_Aim of the exercise_
The lines below, all of them, should be returned exactly as they appear.

_Information given_
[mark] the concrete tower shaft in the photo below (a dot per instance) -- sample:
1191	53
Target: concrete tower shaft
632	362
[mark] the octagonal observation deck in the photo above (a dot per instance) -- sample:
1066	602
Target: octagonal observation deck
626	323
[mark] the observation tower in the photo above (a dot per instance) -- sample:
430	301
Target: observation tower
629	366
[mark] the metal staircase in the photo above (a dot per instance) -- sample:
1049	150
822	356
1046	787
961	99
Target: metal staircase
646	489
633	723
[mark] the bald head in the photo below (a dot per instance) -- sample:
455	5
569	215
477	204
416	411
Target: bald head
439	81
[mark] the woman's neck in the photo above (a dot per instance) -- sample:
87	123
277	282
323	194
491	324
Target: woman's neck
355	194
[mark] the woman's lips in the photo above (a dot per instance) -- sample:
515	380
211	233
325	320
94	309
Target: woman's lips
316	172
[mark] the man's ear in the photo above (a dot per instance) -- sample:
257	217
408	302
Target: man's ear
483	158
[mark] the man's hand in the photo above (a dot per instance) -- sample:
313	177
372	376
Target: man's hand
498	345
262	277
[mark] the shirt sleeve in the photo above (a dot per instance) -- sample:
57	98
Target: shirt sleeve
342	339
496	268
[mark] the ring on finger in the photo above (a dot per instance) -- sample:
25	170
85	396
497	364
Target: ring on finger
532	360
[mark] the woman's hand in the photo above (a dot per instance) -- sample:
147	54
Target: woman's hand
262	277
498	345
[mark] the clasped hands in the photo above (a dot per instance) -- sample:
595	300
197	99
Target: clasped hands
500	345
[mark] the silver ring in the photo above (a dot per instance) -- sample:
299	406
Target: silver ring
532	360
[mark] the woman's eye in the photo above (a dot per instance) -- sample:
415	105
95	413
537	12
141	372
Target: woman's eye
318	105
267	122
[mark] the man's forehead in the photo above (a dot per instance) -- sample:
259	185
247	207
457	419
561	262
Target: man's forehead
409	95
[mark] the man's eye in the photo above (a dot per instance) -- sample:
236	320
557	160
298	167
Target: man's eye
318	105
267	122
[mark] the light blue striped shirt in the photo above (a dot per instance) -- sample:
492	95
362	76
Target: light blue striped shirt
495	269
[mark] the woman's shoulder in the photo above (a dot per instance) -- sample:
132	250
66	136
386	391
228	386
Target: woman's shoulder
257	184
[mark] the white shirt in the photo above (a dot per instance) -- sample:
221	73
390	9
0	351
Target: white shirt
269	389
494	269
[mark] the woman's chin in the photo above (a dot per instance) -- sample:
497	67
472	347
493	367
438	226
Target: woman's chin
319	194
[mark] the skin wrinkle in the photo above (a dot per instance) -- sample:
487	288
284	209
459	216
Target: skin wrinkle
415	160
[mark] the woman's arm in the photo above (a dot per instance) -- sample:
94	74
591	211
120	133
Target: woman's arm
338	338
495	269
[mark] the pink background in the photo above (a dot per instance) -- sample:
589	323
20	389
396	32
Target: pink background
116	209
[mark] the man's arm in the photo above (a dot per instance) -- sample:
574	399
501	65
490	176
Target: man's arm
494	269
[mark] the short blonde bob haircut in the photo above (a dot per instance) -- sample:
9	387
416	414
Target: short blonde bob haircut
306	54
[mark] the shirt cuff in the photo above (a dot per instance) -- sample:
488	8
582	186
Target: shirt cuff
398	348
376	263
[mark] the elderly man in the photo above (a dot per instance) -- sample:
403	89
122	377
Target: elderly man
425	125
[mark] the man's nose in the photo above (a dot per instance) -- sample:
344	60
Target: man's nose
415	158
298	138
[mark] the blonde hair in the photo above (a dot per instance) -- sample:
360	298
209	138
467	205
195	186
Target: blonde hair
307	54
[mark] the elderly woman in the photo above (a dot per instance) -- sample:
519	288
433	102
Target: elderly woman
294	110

_Output of the exercise_
[mark] the concrete tower shaft in the photo below (a dot per instance) -- sample:
1191	53
Target: concrete tower shaft
632	362
[mark] the octagonal observation deck in the photo above (a dot per instance) -- sample:
1066	602
Target: octagonal observation deck
626	323
[mark] the observation tower in the photo above (a dot per instance) -- sample:
430	301
Target: observation tower
629	366
[mark] the metal staircase in the photo above (a dot per instance) -- sample:
1049	150
822	356
1046	787
961	99
Target: metal staircase
646	489
633	723
[mark] the bald head in the photo below (a dot per instance) -- sample:
455	5
569	215
477	204
416	411
Target: bald head
439	81
[mark] the woman's neck in the photo above (a dot per instance) -- sample:
87	123
277	282
323	194
491	324
Target: woman's neck
355	194
[mark] the woman's lips in the photo above (a dot per instance) -- sample:
515	380
211	233
325	320
94	309
Target: woman's lips
316	172
[mark] the man's ear in the photo above (a dot per instance) -- sample:
257	217
408	302
Target: man's ear
483	158
[mark] the man's hand in the photo above (a dot per instance) -- sample:
313	177
372	376
Target: man's hand
498	345
262	277
[mark] the shirt sleeve in the photo above (a dot per instance) -- sample:
57	98
Target: shirt sleeve
342	339
496	268
[mark] the ring on finger in the photo above (a dot per instance) -- sample:
25	170
85	396
497	364
Target: ring on finger
532	360
[mark] the woman's hand in the photo above (a dot per instance) -- sample:
147	54
Target: woman's hand
262	277
498	345
[mark] the clasped hands in the photo above (a dot per instance) -- sample:
595	300
197	99
Target: clasped hands
500	345
[mark] the silver ring in the photo above (a dot per instance) -- sample:
299	406
Target: silver ring
532	360
[mark] the woman's eye in the photo above (a dot per instance) -- sample:
415	105
95	413
537	12
141	372
Target: woman's eye
318	105
267	122
[mark] the man's forehead in the photo above (a dot per instance) -- sample:
259	185
247	207
457	419
561	262
Target: man's forehead
409	95
[mark] the man's eye in the photo above (a dot per instance) -- sample:
236	320
557	160
298	167
Target: man's eye
318	105
267	122
[mark] the light blue striped shirt in the photo above (a dot per instance) -- sample:
492	95
362	76
Target: light blue striped shirt
495	269
[mark] the woman's shoulder in the photo above (a dot per instance) -- sample:
132	250
66	136
386	391
228	386
Target: woman's shoulder
257	184
[mark] the white shirt in the photo above (a dot per instance) -- sample:
221	73
390	9
0	351
Target: white shirt
269	389
494	269
[mark] the woman's chin in the photo above (a dot per instance) -- sample:
497	67
472	347
493	367
438	226
Target: woman's chin
319	194
[mark] the skin wrinkle in the photo above (a dot per instance) -- sample:
487	288
284	209
459	216
Target: skin wrinkle
415	160
[mark] the woman's arm in the photo above (a dot per instance) -- sample:
94	74
591	211
120	133
Target: woman's arm
338	338
495	269
[mark] the pink background in the photo above (a dot per instance) -- sample:
589	323
20	389
396	32
Target: pink background
116	209
[mark] the man's arm in the photo above (a dot per instance) -- sample:
574	399
501	65
490	176
Target: man's arm
494	269
[mark] the short blonde bob haircut in the photo above (a dot per instance) -- sample:
9	387
416	414
Target: short blonde bob haircut
306	54
[mark] the shirt cuff in the photo above (a dot per instance) -- sample:
488	8
582	186
Target: shirt cuff
398	348
376	263
[mark] the elderly man in the photo above (a dot per instance) -- sample:
403	89
122	377
Target: elderly man
425	125
[mark] the man's nose in the photo above (a dot per instance) -- sample:
344	60
Target: man's nose
415	158
298	138
[mark] the blonde hair in the photo above (a dot per instance) -- sample:
360	298
209	138
467	205
195	186
Target: blonde hair
307	54
[mark] the elderly woman in the photo above (a dot per instance) -- sample:
519	288
433	102
Target: elderly woman
294	110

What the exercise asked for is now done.